#### Required action:
Search through the entries for the word "shirt" and copy every line that has it.

#### Exercise material:
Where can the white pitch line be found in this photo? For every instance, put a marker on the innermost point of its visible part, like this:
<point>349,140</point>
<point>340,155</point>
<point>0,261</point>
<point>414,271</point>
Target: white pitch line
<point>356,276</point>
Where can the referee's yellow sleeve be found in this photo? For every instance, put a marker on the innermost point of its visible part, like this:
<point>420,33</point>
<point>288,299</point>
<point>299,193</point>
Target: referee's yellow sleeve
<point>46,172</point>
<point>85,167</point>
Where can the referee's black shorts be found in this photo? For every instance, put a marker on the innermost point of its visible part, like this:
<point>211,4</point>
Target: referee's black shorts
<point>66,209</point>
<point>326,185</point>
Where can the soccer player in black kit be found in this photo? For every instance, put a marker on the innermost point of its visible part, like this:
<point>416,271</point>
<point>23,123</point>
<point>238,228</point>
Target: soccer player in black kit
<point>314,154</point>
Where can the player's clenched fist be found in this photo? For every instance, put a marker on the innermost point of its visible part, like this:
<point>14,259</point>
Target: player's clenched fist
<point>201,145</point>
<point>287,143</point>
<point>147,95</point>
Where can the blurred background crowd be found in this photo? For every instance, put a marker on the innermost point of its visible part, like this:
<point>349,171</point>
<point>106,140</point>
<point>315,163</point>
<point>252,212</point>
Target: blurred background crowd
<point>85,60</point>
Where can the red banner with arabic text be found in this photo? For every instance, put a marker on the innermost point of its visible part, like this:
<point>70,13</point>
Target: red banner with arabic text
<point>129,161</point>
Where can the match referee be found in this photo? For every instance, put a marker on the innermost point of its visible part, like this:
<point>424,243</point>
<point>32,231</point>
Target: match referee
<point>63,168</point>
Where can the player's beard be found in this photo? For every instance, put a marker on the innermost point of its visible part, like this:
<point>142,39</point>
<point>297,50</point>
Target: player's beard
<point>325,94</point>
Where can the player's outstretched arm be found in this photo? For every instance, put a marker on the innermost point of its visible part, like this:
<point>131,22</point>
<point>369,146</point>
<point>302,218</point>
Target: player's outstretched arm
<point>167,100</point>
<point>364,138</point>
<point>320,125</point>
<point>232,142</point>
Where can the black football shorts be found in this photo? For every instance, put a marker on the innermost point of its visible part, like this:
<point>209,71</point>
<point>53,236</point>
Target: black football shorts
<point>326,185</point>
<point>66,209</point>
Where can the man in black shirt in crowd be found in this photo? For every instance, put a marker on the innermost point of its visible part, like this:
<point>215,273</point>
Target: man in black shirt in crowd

#### Reply:
Where can the man in black shirt in crowd be found in this photo? For every instance, put a marker on the innermost point of its visible part, like this:
Target: man in black shirt in crowd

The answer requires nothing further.